# Consigne
Reprenez la critique du cycle de Richard Canal qui figure ci-dessous et prolongez-la à partir de sa dernière phrase.

── Texte support

Qui a dit que la quête était un thème démodé, dépassé depuis des lustres ? Et qu'il ne pouvait plus déboucher que sur d'informes reduplications ? Peu importe. Car il n'a sans doute jamais été aussi utilisé, en littérature, qu'aujourd'hui. Par exemple par la plupart des auteurs de SF, français notamment (Serge Brussolo, Emmanuel Jouanne, Michel Grimaud, Christian Léourier, etc ), lesquels participent au « genre », tant sur le plan de la nouvelle que du roman. Ici, en ce qui concerne Richard Canal, c'est même au niveau du cycle que le thème est exploité. Enfin, « cycle » n'est vraisemblablement pas le terme adéquat ; il faut en effet savoir que cette fresque était initialement un gros roman qui, ayant été injustement refusé par les deux ou trois éditeurs dits de prestige alors en place, s'est vu découpé par son auteur en trois parties égales, en vue d'une publication au Fleuve Noir, éditeur ne publiant que des ouvrages courts. Cela méritait d'être précisé, pouvant apporter un éclairage différent sur cette œuvre que je considère pour ma part, malgré ses quelques maladresses, comme l'une des bonnes et même excellentes surprises de 1987, dépassant de beaucoup son premier roman, La Malédiction de l'Ephémère (éd La Découverte).
L'objet de la quête est une planète, Animamea, où seraient réunies les âmes de tous les morts, depuis le début de l'humanité, un peu comme dans Le Monde du Fleuve de Philip José Farmer. Une planète incarnant de ce fait, malgré sa possible inexistence, l'espoir de tous celles et ceux désirant retrouver par tous les moyens possibles un être cher dont ils ne peuvent supporter la disparition : femme, frère, ami... Tel est le cas de Chris Nelson, leader d'un groupe de Rock, autour duquel s'articule Les Ambulances du Rêve, le premier volume, et de Fabrice Della Rocca, le héros des deux derniers : La Légende Etoilée et le présent Les Voix Grises du Monde Gris. Ils mettront tout en œuvre pour atteindre leur objectif...

────
── Données fournies

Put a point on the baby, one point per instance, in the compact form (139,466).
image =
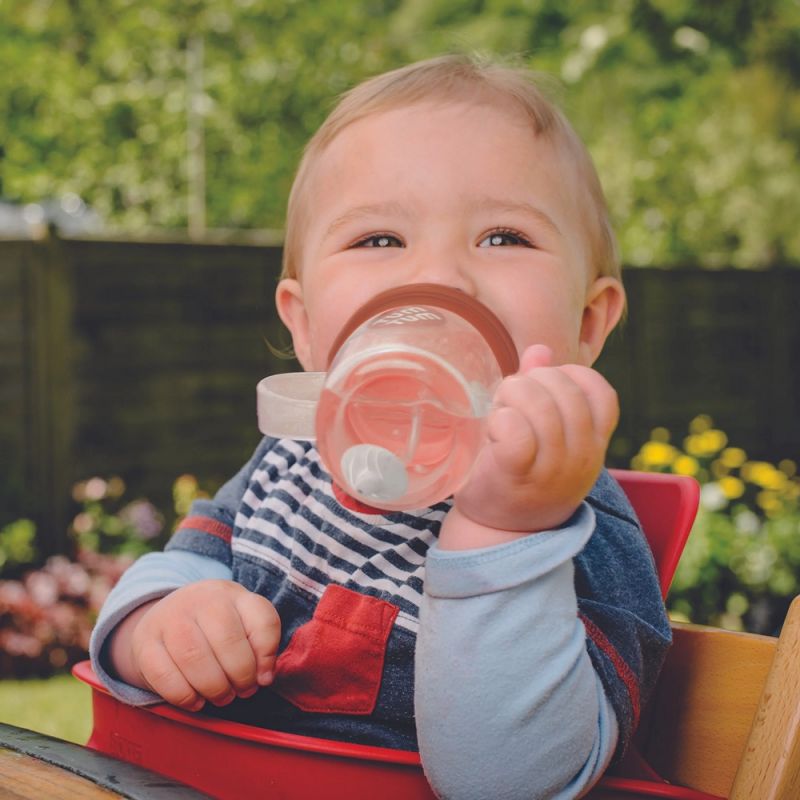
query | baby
(512,632)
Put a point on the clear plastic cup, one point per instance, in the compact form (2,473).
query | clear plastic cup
(401,412)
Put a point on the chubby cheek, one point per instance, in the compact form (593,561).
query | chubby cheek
(559,329)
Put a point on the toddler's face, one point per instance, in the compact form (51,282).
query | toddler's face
(460,194)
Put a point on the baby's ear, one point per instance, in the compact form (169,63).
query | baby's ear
(605,302)
(292,311)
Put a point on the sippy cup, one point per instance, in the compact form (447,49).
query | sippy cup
(400,415)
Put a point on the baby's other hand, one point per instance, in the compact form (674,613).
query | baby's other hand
(548,434)
(211,640)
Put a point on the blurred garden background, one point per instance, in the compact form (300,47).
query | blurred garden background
(146,152)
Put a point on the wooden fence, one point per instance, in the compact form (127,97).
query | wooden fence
(140,359)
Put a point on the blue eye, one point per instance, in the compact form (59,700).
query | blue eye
(504,238)
(380,240)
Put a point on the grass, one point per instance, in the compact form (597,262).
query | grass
(59,706)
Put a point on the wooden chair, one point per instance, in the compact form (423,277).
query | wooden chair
(724,719)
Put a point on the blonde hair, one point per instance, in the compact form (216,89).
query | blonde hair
(471,78)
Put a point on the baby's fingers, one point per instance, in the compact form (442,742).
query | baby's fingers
(164,678)
(600,395)
(262,626)
(512,438)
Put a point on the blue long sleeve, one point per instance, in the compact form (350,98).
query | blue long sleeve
(507,702)
(153,576)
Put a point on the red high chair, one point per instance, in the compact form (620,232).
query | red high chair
(703,677)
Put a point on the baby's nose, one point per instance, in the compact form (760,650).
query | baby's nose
(447,271)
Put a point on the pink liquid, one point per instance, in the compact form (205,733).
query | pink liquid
(411,406)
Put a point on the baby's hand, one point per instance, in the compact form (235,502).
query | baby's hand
(211,640)
(548,435)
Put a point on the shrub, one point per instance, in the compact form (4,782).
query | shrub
(47,613)
(741,566)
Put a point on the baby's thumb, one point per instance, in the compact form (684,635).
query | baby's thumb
(262,625)
(537,355)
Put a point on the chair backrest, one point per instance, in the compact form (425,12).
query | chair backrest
(666,506)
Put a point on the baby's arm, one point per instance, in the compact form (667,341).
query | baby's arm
(176,627)
(507,702)
(510,700)
(152,577)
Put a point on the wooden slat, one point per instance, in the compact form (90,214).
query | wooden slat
(700,717)
(25,778)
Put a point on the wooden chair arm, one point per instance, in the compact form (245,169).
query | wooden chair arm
(770,766)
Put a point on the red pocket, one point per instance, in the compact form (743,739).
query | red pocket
(334,663)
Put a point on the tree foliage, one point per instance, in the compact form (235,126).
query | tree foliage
(691,110)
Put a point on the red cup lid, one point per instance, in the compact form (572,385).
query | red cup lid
(483,319)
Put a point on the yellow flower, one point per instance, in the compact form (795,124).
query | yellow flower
(733,457)
(763,474)
(719,469)
(659,435)
(685,465)
(714,440)
(768,501)
(705,444)
(657,454)
(701,423)
(731,487)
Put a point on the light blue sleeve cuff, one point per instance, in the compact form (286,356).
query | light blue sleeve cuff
(458,574)
(150,577)
(507,702)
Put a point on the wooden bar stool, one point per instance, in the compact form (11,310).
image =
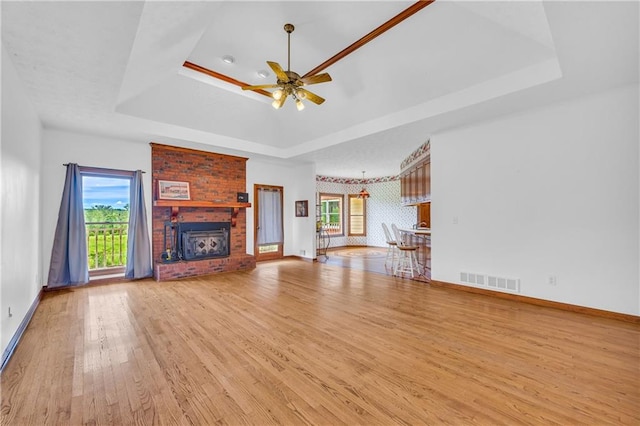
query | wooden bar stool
(407,260)
(392,247)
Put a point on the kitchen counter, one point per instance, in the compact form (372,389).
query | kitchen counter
(420,237)
(416,231)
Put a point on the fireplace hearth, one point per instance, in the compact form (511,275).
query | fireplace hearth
(197,240)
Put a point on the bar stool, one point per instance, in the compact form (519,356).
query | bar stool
(407,261)
(392,247)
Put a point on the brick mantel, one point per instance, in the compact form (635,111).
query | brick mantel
(214,181)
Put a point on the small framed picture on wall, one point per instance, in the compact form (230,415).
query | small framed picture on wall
(302,208)
(173,190)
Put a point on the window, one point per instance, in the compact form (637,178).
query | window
(105,196)
(331,213)
(357,216)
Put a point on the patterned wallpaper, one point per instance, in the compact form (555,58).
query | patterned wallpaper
(382,207)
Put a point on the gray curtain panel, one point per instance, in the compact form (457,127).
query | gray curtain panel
(69,260)
(138,246)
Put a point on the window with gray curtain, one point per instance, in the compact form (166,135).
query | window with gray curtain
(69,260)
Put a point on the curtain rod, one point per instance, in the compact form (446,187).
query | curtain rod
(104,168)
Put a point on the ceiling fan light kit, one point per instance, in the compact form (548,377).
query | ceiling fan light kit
(290,83)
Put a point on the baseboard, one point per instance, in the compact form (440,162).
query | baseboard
(6,355)
(306,259)
(541,302)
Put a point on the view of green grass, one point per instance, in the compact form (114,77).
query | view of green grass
(106,236)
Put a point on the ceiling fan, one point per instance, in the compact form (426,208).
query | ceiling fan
(290,83)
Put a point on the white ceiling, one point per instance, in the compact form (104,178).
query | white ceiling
(115,68)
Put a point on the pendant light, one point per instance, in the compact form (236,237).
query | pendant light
(363,192)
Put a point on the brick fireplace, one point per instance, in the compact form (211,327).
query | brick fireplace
(214,182)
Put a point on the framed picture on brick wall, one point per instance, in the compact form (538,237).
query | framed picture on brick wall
(173,190)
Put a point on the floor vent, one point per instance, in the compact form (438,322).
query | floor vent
(472,278)
(498,283)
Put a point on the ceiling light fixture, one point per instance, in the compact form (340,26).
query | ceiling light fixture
(289,83)
(363,192)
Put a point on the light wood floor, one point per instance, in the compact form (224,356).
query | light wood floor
(296,342)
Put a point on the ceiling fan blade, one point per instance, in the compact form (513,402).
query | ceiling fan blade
(262,86)
(312,96)
(277,69)
(318,78)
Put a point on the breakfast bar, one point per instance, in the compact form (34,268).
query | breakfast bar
(420,237)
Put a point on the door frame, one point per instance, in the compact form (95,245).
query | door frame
(279,254)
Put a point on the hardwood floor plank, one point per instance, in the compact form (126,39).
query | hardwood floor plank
(295,342)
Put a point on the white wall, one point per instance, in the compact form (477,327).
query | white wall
(19,221)
(60,147)
(298,182)
(553,191)
(383,206)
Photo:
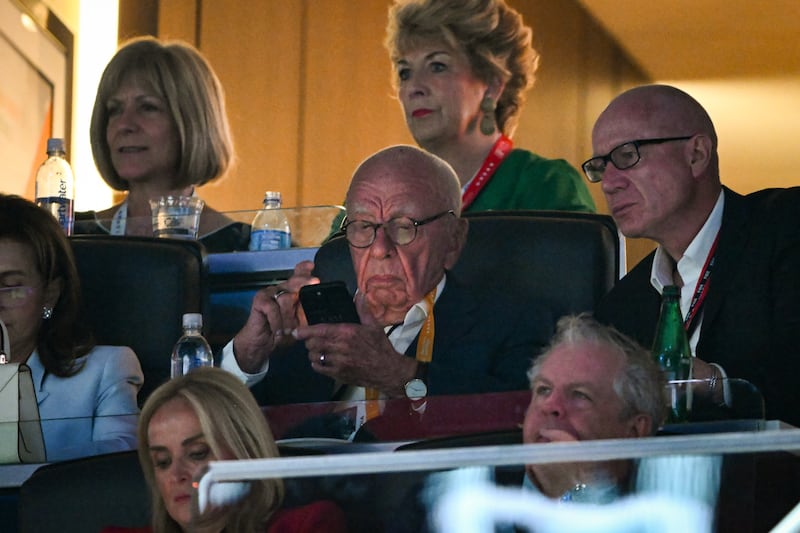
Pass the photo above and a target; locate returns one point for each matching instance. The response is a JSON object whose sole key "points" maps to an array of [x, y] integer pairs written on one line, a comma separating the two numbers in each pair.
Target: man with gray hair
{"points": [[592, 382], [405, 232]]}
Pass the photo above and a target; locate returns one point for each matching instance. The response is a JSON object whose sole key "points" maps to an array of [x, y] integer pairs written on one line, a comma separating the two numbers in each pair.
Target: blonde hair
{"points": [[179, 74], [233, 425], [490, 33]]}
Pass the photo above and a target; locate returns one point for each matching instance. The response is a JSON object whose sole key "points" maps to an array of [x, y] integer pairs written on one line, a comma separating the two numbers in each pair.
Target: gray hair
{"points": [[641, 385]]}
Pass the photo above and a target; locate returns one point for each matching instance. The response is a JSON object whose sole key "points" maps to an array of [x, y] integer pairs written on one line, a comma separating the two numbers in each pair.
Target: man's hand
{"points": [[275, 312], [357, 354]]}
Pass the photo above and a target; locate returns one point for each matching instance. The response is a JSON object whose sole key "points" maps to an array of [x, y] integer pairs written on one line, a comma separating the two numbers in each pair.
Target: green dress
{"points": [[525, 180]]}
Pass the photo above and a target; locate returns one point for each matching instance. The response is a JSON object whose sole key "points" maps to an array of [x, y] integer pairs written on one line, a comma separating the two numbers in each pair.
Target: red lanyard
{"points": [[496, 156], [700, 290]]}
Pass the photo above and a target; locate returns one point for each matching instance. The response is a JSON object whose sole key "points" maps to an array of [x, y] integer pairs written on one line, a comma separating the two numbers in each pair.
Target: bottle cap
{"points": [[193, 320], [272, 195], [55, 144]]}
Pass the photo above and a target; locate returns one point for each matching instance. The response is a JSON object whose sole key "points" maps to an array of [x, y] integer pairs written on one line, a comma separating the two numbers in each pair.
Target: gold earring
{"points": [[488, 106]]}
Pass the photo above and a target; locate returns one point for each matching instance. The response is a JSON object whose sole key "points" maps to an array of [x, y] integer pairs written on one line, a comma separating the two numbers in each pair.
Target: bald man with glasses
{"points": [[421, 332], [736, 258]]}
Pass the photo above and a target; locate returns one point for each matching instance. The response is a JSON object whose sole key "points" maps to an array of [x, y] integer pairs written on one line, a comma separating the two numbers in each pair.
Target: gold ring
{"points": [[279, 293]]}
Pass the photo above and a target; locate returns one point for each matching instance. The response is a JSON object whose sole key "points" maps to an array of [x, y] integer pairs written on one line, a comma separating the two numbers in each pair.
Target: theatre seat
{"points": [[85, 495], [135, 291], [566, 261]]}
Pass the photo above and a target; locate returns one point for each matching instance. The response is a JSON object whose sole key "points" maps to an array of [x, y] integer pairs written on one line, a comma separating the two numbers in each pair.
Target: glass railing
{"points": [[310, 225], [736, 481], [401, 421]]}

────

# Corrigé de l'exercice
Dans les deux premiers volets de cette fausse trilogie, Canal s'attache surtout à évoquer un monde mythique et (provisoirement ?) inaccessible, à travers divers personnages qu'il sait rendre attachants, des lieux magiques et une esthétique brillante proche de celle des auteurs « littéraires » qui ne sont généralement pas familiers du Fleuve Noir. Et puis, même s'il y a des baisses de niveau, c'est souvent remarquablement écrit. Après La Malédiction de l'Ephémère, on se demandait si son auteur allait pouvoir rééditer sa performance , ici, il fait mieux que de confirmer : bref, il nous démontre qu'un nouveau conteur de talent est (définitivement) né et qu'il faudra désormais compter avec lui !
Vous l'avez compris, il faut lire Animamea au plus vite, les ouvrages du Fleuve Noir étant difficiles à se procurer, quelques mois seulement après leur parution... ce qui ne peut que nous faire regretter, une fois encore, que l'ensemble n'ait pas été publié chez Denoël ou Laffont. Ha ! J'allais oublier... La fin de Les Voix Grises du Monde Gris est vraiment géniale ! Un vrai morceau d'anthologie...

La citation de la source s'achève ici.